START PAGE EXTRACT

Vortex of relationships
Priyanka Singh

We are not in Pakistan
By Shauna Singh Baldwin.
Rupa. Pages 266. Rs 295.

THE book is a collection of 10 short stories inspired by human values and frailties. Some expose latent fears, mistrust and prejudice, while the others underscore and repose faith, nudging the conscious emergence of truth, belief and acceptance.

The story Only a Button is about the complex relationship of a woman with her mother-in-law that borders on the trivial with the mother-in-law calling her all through a party to look for a missing button. At the time of the marriage of her daughter, the woman is forced to at least make an attempt toward peaceful co-existence with her mother-in-law, which, she knows would be only for the day of the marriage since it was too hard to break free of misgivings harboured over such a long, long time.

END PAGE EXTRACT
START PROVIDED INFORMATION

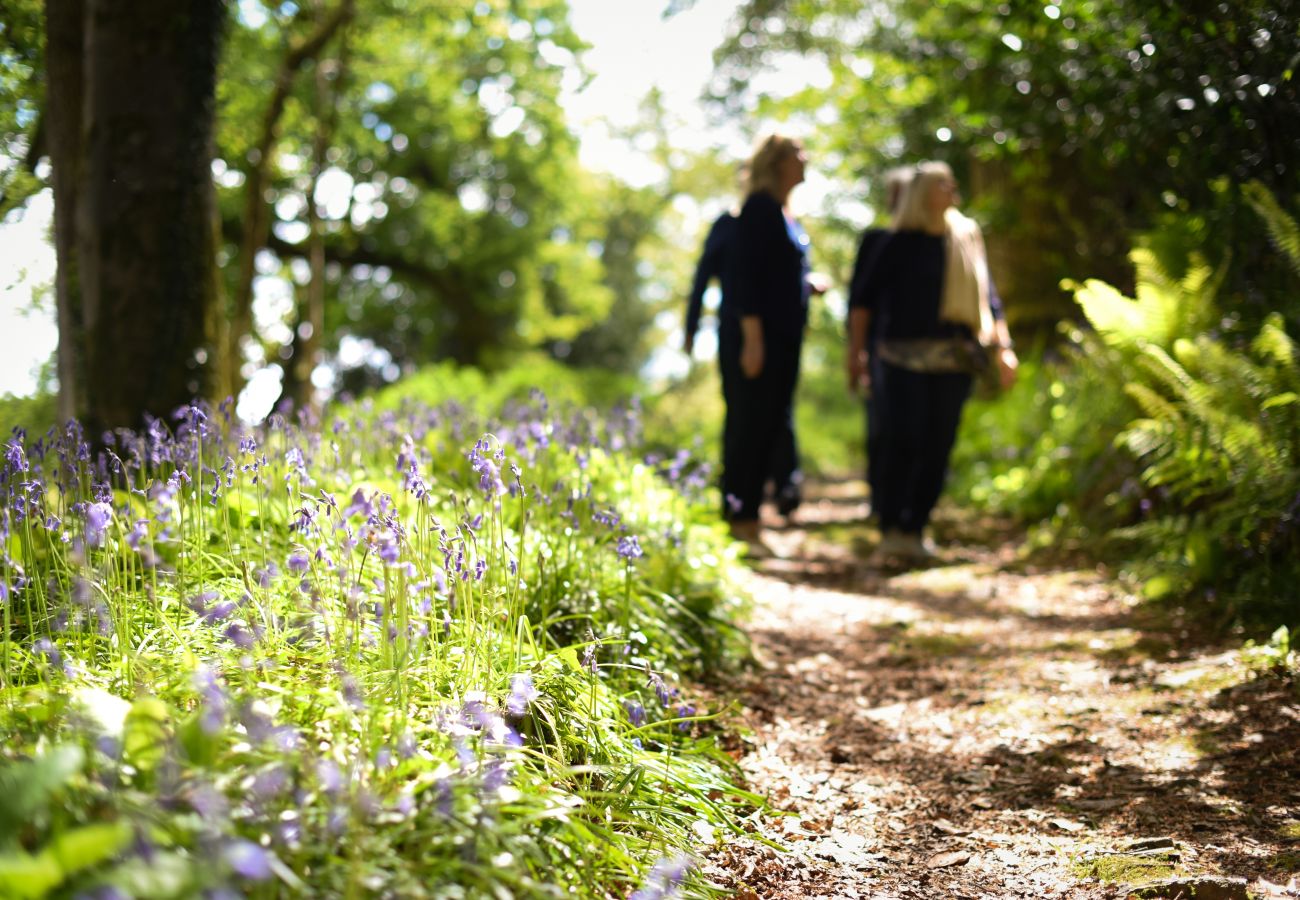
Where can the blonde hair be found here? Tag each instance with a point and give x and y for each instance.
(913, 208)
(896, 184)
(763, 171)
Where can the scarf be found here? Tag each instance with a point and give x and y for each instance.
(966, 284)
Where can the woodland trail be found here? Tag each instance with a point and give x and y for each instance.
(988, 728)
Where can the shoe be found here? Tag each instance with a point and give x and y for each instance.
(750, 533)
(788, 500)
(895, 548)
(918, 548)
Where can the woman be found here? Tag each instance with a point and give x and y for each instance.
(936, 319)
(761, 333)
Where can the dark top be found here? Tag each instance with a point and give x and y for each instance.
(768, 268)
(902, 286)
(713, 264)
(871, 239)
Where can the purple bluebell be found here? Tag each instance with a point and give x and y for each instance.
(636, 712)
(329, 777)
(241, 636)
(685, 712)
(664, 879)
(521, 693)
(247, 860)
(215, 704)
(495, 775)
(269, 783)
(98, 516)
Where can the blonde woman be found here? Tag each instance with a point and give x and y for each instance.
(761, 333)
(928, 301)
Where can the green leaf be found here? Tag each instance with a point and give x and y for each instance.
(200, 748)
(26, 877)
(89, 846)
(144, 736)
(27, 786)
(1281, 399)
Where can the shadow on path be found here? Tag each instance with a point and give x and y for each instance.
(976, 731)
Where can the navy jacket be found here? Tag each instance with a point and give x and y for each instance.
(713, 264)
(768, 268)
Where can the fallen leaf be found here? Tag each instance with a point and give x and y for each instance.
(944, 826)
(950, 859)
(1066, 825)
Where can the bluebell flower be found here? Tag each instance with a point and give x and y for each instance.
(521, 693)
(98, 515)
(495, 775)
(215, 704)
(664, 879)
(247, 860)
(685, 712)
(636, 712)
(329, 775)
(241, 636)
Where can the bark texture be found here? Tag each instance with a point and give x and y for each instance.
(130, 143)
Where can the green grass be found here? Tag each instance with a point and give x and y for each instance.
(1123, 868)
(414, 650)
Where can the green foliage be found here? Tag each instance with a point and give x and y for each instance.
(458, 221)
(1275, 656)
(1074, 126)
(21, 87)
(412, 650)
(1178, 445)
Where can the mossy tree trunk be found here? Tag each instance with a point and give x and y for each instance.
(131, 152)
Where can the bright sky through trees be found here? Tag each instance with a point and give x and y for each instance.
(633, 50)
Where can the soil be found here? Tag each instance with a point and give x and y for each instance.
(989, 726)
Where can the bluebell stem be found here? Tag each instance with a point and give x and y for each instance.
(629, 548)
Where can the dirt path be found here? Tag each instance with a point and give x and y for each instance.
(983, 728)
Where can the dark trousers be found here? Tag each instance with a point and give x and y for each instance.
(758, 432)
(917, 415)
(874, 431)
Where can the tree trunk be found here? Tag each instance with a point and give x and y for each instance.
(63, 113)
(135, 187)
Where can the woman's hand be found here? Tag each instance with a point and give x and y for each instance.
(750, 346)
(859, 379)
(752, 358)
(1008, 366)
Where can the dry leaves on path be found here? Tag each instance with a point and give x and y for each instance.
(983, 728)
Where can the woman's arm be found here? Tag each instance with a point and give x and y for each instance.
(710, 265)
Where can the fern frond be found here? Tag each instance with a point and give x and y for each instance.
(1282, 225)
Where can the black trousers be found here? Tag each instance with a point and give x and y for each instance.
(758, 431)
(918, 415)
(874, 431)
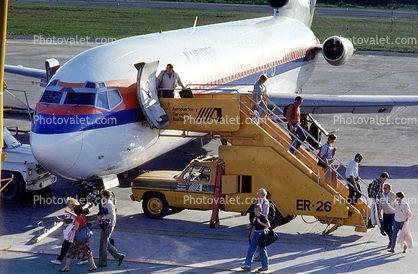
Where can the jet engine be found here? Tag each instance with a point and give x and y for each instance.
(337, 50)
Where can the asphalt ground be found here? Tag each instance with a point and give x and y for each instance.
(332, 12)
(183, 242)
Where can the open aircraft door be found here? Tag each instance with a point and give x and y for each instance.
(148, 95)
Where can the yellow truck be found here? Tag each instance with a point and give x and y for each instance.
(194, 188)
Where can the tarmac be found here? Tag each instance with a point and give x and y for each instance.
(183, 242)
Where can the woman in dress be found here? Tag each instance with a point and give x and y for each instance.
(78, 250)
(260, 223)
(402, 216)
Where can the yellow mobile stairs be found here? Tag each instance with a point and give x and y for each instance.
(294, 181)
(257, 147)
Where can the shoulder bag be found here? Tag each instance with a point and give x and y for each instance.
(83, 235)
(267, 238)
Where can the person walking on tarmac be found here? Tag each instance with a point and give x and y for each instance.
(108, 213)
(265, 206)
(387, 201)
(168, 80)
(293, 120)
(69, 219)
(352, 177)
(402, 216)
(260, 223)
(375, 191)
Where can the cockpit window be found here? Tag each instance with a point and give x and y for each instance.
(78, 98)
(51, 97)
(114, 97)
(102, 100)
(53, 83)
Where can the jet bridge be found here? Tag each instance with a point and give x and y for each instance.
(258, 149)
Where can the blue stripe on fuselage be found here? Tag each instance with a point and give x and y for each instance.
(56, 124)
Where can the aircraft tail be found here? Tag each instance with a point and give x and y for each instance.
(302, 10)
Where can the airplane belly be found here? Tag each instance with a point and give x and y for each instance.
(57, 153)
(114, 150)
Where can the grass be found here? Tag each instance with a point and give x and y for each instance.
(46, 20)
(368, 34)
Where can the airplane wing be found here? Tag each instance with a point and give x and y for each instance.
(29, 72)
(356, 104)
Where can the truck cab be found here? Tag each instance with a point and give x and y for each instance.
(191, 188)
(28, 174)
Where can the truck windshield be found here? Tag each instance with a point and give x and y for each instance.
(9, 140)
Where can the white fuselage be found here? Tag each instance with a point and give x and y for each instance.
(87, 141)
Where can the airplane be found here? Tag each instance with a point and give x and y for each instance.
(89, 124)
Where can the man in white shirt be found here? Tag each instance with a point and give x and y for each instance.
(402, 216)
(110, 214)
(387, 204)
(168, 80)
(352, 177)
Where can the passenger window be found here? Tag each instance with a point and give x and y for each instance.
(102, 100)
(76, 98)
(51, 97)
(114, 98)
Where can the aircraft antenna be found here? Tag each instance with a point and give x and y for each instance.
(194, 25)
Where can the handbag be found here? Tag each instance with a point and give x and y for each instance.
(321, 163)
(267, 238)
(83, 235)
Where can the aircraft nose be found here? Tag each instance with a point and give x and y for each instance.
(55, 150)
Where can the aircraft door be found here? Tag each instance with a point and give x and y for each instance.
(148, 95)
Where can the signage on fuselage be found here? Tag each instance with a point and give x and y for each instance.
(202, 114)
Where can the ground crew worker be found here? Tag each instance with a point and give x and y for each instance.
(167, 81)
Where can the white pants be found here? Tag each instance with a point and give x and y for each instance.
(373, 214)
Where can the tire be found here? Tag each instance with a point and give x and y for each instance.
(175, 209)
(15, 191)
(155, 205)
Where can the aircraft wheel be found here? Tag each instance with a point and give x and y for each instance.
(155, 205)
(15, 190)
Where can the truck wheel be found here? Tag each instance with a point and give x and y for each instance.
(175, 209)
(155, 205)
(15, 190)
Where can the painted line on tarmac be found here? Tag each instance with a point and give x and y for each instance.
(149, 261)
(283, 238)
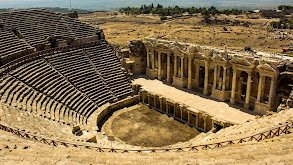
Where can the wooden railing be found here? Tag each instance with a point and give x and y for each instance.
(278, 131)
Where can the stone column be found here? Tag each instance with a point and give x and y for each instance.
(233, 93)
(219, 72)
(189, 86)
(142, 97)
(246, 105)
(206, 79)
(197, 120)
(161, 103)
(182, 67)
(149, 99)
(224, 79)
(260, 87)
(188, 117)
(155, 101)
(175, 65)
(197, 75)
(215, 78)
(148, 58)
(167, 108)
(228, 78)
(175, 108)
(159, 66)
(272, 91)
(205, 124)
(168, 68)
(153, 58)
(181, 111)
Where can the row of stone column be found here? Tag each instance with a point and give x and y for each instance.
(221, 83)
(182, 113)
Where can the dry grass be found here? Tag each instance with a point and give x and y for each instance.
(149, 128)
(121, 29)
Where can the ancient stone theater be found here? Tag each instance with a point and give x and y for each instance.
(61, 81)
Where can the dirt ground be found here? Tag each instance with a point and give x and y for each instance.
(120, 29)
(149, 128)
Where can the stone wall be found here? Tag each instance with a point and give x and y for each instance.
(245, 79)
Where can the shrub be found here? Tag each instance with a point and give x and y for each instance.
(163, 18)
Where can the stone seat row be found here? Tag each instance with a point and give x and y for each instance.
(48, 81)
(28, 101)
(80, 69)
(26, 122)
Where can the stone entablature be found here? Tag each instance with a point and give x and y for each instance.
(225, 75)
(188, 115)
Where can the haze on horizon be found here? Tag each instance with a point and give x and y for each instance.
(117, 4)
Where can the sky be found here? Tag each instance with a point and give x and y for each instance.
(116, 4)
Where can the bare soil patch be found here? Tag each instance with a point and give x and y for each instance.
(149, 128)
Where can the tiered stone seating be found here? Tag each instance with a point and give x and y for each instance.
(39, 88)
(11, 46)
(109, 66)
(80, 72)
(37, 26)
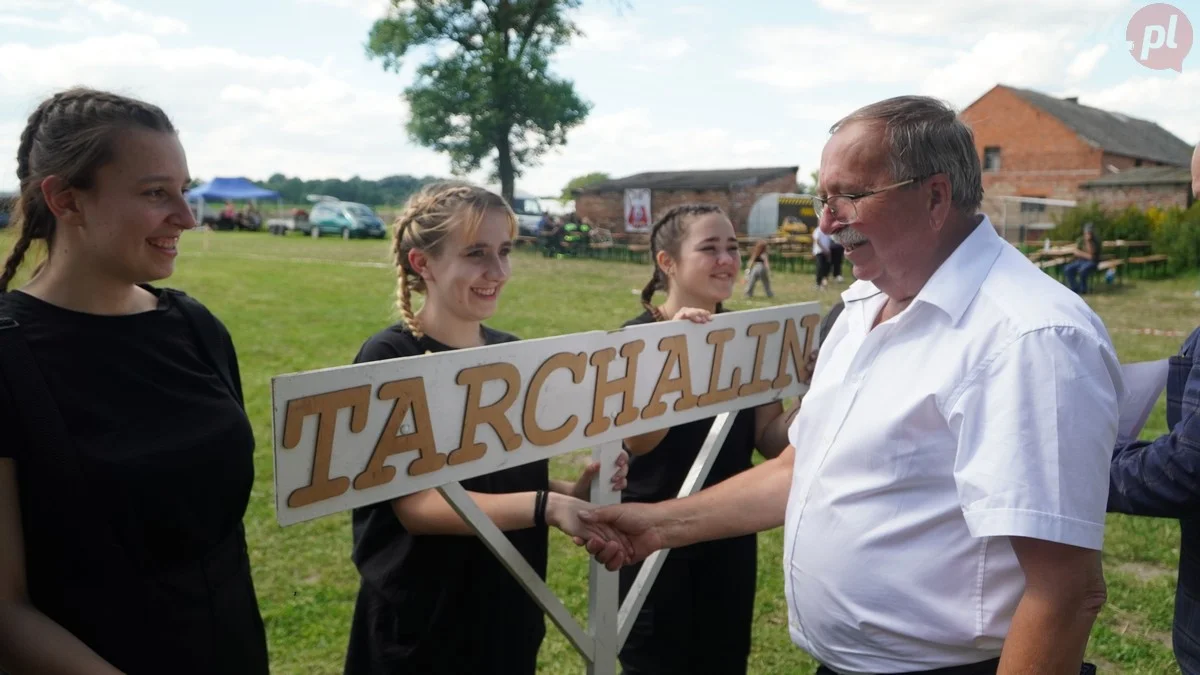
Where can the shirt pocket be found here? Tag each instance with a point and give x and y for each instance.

END PROVIDED INFORMATION

Output the part of the book review that begins at the words "Vortex of relationships" and stops after "belief and acceptance.", copied word for word.

Vortex of relationships
Priyanka Singh

We are not in Pakistan
By Shauna Singh Baldwin.
Rupa. Pages 266. Rs 295.

THE book is a collection of 10 short stories inspired by human values and frailties. Some expose latent fears, mistrust and prejudice, while the others underscore and repose faith, nudging the conscious emergence of truth, belief and acceptance.